Already a Bloomberg.com user?
Sign in with the same account.
European Aeronautic, Defence & Space Co. (EAD) and BAE Systems Plc (BA/) are fighting up until a regulatory deadline to produce a merger document as Germany remains the primary obstacle, said two people familiar with the talks.
The companies will determine the fate of their planned combination by 5 p.m. in London, said the people, who asked not to be identified because the talks are private. EADS Chief Executive Officer Tom Enders and BAE CEO Ian King jointly reviewed progress and briefed their boards yesterday. EADS and BAE may seek an extension of the U.K. regulatory deadline.
Enders, who spearheaded the plan after taking over as CEO in June, increased the pressure on governments to get behind the deal. Germany has maintained its reservations about the merger, separating Chancellor Angela Merkel’s governments from France and the U.K., which are in favor of the combination that would create the world’s largest aerospace company by sales.
“If we fail, it will not be because the two companies couldn’t agree,” Enders said in an employee newsletter published yesterday. “It will be because others couldn’t get their act together and provide the necessary prerequisites for the combination.”
EADS shares were little changed at 26.09 cents as of 9:14 a.m. in Paris. The shares have lost 12 percent of their value since announcing the proposed combination on Sept. 12. BAE traded 0.6 percent lower at 323.5 pence in London, bringing their increase since Sept. 11 to 14 percent.

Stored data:

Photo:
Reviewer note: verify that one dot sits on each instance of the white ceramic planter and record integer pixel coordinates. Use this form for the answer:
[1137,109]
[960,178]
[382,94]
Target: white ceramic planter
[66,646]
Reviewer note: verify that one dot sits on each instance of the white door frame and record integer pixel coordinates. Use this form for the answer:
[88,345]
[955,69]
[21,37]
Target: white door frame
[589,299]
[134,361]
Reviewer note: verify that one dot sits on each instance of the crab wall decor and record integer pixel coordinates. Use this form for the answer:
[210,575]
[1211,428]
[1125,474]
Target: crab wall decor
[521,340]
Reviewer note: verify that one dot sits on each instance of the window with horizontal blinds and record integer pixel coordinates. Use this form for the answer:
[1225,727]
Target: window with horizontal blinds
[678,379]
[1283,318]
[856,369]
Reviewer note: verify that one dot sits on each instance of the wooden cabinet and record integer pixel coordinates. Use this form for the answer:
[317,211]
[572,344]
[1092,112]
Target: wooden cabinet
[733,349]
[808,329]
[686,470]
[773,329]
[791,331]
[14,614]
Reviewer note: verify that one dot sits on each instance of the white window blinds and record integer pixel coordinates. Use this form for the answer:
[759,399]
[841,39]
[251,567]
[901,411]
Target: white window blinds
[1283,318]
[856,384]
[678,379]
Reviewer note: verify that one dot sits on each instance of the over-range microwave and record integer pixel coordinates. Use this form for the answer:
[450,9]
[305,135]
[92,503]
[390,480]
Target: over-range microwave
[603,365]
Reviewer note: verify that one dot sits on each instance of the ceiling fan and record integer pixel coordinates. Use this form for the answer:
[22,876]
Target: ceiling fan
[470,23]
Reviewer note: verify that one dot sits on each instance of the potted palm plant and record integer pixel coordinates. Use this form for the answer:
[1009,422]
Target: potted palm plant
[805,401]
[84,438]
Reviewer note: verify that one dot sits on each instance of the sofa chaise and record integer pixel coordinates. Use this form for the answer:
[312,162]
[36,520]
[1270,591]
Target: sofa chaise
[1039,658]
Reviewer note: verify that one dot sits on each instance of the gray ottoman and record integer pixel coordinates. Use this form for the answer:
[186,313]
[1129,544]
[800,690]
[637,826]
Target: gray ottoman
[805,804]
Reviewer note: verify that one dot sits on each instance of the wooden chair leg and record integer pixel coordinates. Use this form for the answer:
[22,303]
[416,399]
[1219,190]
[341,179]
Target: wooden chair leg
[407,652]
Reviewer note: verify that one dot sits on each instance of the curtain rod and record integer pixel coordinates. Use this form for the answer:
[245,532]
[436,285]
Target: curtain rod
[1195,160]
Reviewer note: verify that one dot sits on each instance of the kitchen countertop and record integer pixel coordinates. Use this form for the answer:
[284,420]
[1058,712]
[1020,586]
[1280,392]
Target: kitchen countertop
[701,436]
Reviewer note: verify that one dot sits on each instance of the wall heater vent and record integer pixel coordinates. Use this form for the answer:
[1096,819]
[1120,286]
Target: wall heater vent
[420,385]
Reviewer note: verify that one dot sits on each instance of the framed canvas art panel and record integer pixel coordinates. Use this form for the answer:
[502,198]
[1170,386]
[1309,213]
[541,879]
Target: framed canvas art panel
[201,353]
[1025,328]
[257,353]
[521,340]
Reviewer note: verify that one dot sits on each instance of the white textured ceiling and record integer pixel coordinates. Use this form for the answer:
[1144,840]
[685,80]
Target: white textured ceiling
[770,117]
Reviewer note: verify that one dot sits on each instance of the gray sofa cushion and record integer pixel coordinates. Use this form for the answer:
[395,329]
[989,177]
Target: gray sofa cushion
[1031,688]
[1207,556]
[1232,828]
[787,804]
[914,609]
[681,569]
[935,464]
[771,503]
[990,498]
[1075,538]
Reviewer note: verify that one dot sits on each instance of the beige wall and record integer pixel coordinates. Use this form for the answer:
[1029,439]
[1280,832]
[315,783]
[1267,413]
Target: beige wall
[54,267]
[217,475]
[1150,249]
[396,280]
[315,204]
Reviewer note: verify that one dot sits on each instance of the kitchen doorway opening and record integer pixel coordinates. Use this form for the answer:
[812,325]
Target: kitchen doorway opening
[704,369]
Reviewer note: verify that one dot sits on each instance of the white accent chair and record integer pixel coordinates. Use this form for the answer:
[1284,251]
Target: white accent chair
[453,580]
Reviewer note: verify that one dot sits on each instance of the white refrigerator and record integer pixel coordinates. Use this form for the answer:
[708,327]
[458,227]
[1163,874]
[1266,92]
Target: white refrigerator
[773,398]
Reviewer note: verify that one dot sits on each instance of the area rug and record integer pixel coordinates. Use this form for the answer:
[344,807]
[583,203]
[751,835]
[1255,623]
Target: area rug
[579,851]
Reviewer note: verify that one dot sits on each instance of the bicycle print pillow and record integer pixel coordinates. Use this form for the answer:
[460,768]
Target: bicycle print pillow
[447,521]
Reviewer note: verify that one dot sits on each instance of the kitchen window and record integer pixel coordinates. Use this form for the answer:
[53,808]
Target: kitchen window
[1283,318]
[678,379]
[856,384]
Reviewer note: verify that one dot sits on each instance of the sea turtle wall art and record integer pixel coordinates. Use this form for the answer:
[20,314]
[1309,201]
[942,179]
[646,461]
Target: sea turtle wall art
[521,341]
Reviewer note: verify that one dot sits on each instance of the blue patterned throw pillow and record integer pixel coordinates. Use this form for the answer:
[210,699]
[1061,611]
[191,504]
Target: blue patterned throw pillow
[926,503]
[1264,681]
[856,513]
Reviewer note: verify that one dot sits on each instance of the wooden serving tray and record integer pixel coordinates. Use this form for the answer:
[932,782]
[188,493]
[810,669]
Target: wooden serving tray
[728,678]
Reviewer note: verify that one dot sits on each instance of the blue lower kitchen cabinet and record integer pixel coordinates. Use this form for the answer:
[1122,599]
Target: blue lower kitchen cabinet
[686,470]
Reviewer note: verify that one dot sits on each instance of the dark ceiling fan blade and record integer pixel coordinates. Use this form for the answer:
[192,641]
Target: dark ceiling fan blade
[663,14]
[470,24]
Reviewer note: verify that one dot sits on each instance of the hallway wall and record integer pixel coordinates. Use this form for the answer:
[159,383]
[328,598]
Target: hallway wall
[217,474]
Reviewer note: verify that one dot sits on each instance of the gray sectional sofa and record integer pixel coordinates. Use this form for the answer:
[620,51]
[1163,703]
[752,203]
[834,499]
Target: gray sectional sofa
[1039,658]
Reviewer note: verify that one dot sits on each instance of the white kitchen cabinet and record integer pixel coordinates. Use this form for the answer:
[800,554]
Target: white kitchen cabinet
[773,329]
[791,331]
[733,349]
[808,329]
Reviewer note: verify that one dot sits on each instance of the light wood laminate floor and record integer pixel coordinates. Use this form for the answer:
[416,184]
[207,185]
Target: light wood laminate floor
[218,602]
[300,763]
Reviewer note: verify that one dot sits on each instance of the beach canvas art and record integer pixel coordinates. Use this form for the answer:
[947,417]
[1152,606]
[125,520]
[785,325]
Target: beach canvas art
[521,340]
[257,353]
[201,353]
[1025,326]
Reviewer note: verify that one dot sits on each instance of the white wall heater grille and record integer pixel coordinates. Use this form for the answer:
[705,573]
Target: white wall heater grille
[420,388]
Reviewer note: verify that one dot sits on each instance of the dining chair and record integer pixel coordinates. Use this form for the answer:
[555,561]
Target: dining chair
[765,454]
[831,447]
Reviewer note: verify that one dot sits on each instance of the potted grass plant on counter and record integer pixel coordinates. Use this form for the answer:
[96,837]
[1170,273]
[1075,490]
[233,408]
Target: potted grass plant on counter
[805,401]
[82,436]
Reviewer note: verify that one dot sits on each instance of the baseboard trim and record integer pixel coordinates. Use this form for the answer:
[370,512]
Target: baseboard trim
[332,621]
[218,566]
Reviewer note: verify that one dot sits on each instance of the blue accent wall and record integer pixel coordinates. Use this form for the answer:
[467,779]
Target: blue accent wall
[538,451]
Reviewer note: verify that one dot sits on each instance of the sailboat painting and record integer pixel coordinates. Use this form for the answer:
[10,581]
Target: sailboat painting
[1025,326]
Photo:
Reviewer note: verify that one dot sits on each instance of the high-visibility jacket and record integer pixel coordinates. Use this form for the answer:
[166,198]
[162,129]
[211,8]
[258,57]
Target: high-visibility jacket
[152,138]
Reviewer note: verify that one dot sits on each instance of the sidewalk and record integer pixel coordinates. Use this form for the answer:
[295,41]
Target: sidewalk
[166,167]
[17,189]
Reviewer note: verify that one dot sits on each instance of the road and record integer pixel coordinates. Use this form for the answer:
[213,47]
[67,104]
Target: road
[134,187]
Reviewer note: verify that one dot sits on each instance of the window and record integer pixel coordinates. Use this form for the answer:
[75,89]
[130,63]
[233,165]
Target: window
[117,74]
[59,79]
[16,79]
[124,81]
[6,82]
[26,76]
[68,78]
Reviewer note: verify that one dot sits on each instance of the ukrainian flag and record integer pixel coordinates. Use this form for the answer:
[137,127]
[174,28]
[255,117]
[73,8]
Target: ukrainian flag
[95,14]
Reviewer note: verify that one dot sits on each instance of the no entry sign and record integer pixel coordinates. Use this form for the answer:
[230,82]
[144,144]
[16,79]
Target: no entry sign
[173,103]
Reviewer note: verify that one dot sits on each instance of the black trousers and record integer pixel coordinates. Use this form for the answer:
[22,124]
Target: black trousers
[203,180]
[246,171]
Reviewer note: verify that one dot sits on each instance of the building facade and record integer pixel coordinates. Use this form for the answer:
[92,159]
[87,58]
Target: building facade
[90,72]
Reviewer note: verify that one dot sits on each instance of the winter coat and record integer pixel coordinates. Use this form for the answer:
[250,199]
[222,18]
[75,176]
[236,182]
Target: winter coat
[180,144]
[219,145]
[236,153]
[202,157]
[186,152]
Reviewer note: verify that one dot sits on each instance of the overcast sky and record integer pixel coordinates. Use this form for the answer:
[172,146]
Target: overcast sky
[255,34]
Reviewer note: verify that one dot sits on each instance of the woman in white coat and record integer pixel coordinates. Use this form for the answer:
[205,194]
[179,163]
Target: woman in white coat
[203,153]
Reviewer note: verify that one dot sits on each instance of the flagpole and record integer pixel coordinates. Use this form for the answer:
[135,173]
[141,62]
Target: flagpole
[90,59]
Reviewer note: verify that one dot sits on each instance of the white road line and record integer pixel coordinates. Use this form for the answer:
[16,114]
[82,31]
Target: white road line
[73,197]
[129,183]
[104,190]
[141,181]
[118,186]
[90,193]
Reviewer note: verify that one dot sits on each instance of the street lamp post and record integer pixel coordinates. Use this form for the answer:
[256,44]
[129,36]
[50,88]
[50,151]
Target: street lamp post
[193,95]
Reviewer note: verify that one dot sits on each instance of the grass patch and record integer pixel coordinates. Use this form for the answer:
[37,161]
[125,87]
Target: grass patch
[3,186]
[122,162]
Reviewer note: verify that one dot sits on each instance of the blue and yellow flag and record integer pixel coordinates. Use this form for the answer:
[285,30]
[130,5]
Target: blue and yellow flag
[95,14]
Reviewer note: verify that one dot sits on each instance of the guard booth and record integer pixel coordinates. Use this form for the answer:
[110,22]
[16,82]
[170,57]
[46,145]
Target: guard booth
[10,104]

- **EXERCISE INSTRUCTIONS**
List every person named in the news article above about the EADS and BAE merger talks.

- **EXERCISE ANSWER**
Tom Enders, Ian King, Angela Merkel